WORKING DATA →
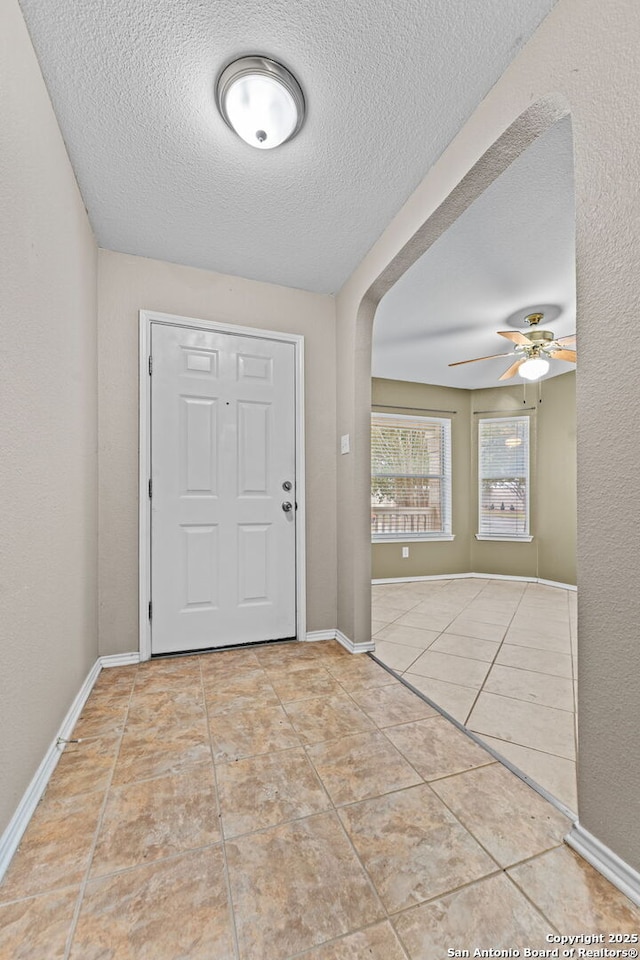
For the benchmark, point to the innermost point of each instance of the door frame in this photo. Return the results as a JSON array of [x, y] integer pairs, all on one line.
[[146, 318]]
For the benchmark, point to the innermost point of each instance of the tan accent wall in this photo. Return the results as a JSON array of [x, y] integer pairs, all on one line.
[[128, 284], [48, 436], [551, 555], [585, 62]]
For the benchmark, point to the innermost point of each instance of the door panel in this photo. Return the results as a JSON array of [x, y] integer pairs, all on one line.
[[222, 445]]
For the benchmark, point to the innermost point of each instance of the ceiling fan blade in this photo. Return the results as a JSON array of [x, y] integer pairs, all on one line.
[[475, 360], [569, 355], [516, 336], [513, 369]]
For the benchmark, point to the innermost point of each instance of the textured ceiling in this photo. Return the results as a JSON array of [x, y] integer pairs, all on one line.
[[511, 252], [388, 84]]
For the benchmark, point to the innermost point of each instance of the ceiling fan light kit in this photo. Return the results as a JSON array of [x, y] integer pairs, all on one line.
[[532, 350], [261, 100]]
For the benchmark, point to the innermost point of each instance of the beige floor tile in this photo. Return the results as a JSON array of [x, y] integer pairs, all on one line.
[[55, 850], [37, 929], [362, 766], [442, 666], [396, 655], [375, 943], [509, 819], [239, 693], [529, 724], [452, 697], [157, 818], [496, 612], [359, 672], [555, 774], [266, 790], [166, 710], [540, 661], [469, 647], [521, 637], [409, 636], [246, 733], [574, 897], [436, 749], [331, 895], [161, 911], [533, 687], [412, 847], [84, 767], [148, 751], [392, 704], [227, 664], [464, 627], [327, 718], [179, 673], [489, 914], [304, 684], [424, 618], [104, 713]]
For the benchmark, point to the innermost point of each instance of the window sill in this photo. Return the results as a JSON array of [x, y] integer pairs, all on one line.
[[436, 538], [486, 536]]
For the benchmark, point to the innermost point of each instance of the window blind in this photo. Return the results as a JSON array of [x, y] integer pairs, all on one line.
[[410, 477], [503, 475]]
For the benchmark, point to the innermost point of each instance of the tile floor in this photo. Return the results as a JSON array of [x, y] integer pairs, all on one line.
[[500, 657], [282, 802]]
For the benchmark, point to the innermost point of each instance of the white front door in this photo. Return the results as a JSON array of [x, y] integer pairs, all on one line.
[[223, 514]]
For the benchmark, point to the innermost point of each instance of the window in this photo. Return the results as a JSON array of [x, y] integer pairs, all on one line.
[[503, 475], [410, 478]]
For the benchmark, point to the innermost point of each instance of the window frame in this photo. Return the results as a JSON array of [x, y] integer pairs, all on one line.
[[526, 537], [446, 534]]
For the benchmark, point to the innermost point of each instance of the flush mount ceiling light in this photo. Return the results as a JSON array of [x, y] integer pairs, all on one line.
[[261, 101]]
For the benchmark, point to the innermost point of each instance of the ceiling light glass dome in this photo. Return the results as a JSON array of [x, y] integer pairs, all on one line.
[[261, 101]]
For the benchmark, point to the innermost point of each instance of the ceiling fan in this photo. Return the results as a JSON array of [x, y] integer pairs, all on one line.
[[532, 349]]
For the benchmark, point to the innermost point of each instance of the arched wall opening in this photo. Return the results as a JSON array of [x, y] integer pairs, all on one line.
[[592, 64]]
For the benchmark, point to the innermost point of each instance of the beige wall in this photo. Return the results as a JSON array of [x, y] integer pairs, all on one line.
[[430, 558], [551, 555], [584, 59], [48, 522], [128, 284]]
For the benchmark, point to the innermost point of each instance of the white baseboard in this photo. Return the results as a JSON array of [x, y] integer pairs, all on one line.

OBJECTIVE → Take the line with "of the tile" and all lines after it through the end of the records, and write them out exactly; include nothing else.

EXERCISE SOLUTION →
For the benchmark, point to the innermost point of each instance of the tile floor in this photo. Return the results as a JSON array of [x, y] integer pairs, all on one line.
[[500, 657], [282, 802]]
For the benchmark, point to the innermost point of each instance of the white front door in this photo. Return the results as a JSON array of [x, y] integer pairs, all on one line.
[[223, 514]]
For the benchmark, point to the innermost point of each instance of the window in this photo. Return the results as a JSON array of [x, y] integer pairs, all on one line.
[[503, 475], [410, 478]]
For the benchmark, point to the innermost point of each instance of the window frame in this photo. Return the results as a JSON array of [x, y] integer pairs, all on one line.
[[526, 537], [446, 534]]
For the benchmark, point to the innermost point of each instance of the flush mount ceiling light in this photo. Return the results as a JSON array of [x, y] integer pairs, all on one line.
[[261, 101]]
For the benchmark, point to the innermost point of each instance of the ceiling light glass dome in this photo. Return the results as a JSON array of [x, y] integer pairs, all on one line.
[[261, 101]]
For the benchmark, point to the innermost point of each instance of the ceiling fan in this photo. Return the results as a JSON array of [x, y] integer pairs, all on one line.
[[532, 349]]
For the benchmark, point to the innermost point of each instance of the arched wall opening in this photo. Return the results as a JSON array of [x, y] integer pairs, all on one line.
[[592, 64]]
For the benchmark, point to the innermost point of each instance of the beige wall in this photo. Return the results as a JSON array of [x, y] integer pairs, all on one line.
[[430, 558], [551, 555], [584, 59], [48, 522], [128, 284]]
For the benchmark, point to the innermost point of each instance of the white baseboard in this photo. Return the results as a JSON array of [x, y] integer pairs, all on one line.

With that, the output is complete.